■ SET TASKS ■
(a) List the outside networks whose programming the channel carried in 2002, according to the Astro AWANI text below.
(b) Translate this sentence from the Astro AWANI text below into Spanish: "Launched on 6 September 2007, AWANI has since become a household news brand among Malaysians as the go to channel for breaking news."
(c) Carry on writing the Astro AWANI text below, starting after its last sentence.

■ SELECTED TEXT ■
⁂

Astro AWANI is a Malaysian news organisation that broadcasts its news via Channel 501 on Astro. Since 2018, Astro AWANI has been consecutively recognised as Malaysia's most trusted news source by the Reuter's Digital News Report published by Reuters Institute for the Study of Journalism. Launched on 6 September 2007, AWANI has since become a household news brand among Malaysians as the go to channel for breaking news. It broadcasts an array of programmes including bulletins, business & current affairs shows, special interviews, investigative reports, variety programmes, as well as selected magazine shows. 

Its signature programmes include AWANI 7:45 (Prime Time News), Agenda AWANI (Current Affairs Programme), Buletin AWANI (Hourly bulletins throughout the day), AWANI Pagi (Morning variety show), Niaga AWANI (Business & Finance), Consider This (English Current Affairs), Notepad with Ibrahim Sani (Finance, Markets & Tech) and Dialog Tiga Penjuru (Current affairs show in a forum/debate format). 

Astro AWANI's live channel is accessible regardless of location via its website (www.astroawani.com), designated Astro AWANI App, and Youtube Live. It has significant presence on Twitter, Instagram, Youtube, Facebook, TikTok, Linked In and Telegram.

History 

In 2002, the channel was launched as The News Channel (Astro News). During that time, it carried programming from Al Jazeera (broadcast in Arabic with live Malaysian dubbing), BBC World, CCTV-9, Eurosport News, the Australia Network and Deutsche Welle. It also aired Astro News, a half-hour locally produced news program.

The five networks carried on that channel were since available separately. Until February 2007, Astro News was co-produced with the national news agency Bernama. The news is also translated into Mandarin Chinese on Astro AEC, Malaysian on Astro Ria and Tamil on Astro Vaanavil. English news was also aired on Astro Prima.

⁂

■ RECORDED DATA ■
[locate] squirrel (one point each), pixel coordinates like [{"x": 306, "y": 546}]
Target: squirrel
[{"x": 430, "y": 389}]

⁂

■ RESPONSE LIST ■
(a)
Al Jazeera
BBC World
CCTV-9
Eurosport News
the Australia Network
Deutsche Welle

(b) Lanzado el 6 de septiembre de 2007, AWANI se ha convertido desde entonces en una marca de noticias familiar entre los malasios como el canal de referencia para las noticias de última hora.

(c)
Astro Awani was first launched on 15 June 2006 in Indonesia by a joint venture between Astro and India-based NDTV. However, due to continued differences between the JV partners, the Indonesian version went off-air in October 2008.

On 6 September 2007, Astro Awani was launched in Malaysia, at the Palace of the Golden Horses.

In 2008, Astro AWANI was renumbered from channel 123 to channel 501. 

In 2018, Astro AWANI was recognised as the “most trusted” Malaysian news brand in The Reuters Institute Digital News Report . and has since consecutively gained this recognition throughout years 2019, 2020 and 2021.

Milestones 

 Extensive coverage of the MH370 tragedy in 2014 as the go to channel, as well as the go to source by international news agencies. 
 Historic coverage of the 14th Malaysian General Election where it was recognised for its impartial and bold presentation on national TV and online.

Regular presenters

Notable personalities 

 Ashwad Ismail - Head/Editor-in-Chief of Astro Awani HD as of 2021. 
 Nazri Kahar 
 Marlina Manaf
 Cynthia Ng 
 Asyraf Hasnan 
 Ibrahim Sani
 Jasmine Abu Bakar
 Hafiz Marzukhi 
 Hakim Rahman
 Hilal Azmi
 Nailah Huda
 Geegee Ahmad
 Hafizi Rosli
 Melisa Idris
 Hilmi Malik 
 Luqman Hariz
 Najib Aroff
 Dzulfitri Yusop 
 Fauzi Zin
 Faris Danial
 Firdaus Azil 
 Afiezy Azaman
 Ian Johan Ariff (Bual Bola)
 Israr Khalid (Bual Bola)
 Essan Yahya
 Nursyazwani Saiful Sham
 Sharaad Kuttan (Consider This)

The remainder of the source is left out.